Exercise: When responding, copy every record below exactly as it appears.

** Records to use follows **

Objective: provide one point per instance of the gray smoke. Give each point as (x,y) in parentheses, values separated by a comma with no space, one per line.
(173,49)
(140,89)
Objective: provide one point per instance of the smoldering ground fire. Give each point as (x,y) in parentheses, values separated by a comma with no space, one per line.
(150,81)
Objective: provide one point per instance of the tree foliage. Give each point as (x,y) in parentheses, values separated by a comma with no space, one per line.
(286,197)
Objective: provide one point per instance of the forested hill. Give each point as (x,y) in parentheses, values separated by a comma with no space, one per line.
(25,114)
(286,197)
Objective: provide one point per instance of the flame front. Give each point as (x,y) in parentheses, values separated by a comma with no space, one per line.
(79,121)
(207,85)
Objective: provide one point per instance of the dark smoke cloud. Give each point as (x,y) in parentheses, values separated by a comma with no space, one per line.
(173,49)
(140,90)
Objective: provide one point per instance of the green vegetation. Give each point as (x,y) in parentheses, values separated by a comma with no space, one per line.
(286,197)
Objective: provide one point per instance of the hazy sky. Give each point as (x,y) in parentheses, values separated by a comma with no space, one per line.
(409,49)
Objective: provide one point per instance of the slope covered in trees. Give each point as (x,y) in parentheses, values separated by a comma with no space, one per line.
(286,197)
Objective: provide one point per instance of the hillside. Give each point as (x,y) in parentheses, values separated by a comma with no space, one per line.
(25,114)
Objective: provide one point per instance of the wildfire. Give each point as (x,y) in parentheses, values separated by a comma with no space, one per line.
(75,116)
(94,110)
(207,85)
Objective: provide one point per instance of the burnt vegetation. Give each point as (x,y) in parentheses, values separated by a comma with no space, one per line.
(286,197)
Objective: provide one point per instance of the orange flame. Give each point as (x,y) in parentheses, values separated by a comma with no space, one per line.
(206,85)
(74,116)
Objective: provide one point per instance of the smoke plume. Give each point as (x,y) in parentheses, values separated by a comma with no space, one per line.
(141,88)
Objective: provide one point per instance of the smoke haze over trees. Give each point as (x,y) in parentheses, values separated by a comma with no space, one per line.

** End of Records to use **

Written reply:
Objective: provide one point per instance of the gray smoke. Give each point as (x,y) in parentheses, values separated by a comma with no space, one per line.
(173,49)
(140,89)
Objective: provide one point per instance of the smoldering ground fire. Give each point as (x,y) in parentheses, values separated by a comma with no space, one per line.
(150,81)
Objective: provide one point per instance of the tree foliage. Give each point as (x,y) in parentheses, values separated by a comma with no space, one per line.
(286,197)
Objective: provide one point per instance of the forested hill. Give each point as (x,y) in parentheses, values separated by a comma with no space, one per line.
(25,114)
(286,197)
Objective: provide one point per instance of the flame front. Give each point as (x,y) in parentheses, values separated by a comma with no space, one per line.
(79,121)
(207,85)
Objective: provide one point per instance of the dark smoke cloud. Give each point as (x,y) in parentheses, values separated by a comma with no space, one per line.
(173,49)
(140,90)
Objective: provide one point per instance of the green vegetation. Give each point as (x,y) in parentheses, values separated by a comma with no space, one per line.
(286,197)
Objective: provide one point per instance of the hazy sky. Give each point as (x,y) in parentheses, values separated by a comma with no space, one per line.
(409,49)
Objective: provide one point per instance of the slope covered in trees. Give each point as (x,y) in parentheses, values separated by a comma with no space, one per line.
(286,197)
Objective: provide one point per instance of the hillside. Give each point as (x,y) in parentheses, values separated by a comma with no space, one per line.
(25,114)
Objective: provide one point per instance of the wildfire. Give each point as (x,y) in parentheses, values separated by a comma with no space, one per line.
(75,116)
(94,110)
(207,85)
Objective: provide one point per instance of the burnt vegetation. Give each point as (x,y) in parentheses, values separated by a comma with no space, one per line.
(286,197)
Objective: provide one point per instance of the orange flame. Give each point as (x,y) in parentheses, values separated by a comma with no space, one per line.
(206,85)
(74,116)
Objective: provide one point per instance of the smoke plume. Give each point as (x,y) in parentheses, values separated by a comma with no space, one per line.
(141,88)
Objective: provide one point per instance of the smoke haze over trees. Give each point as (x,y) in parentheses, values separated by a comma with no space, one per line.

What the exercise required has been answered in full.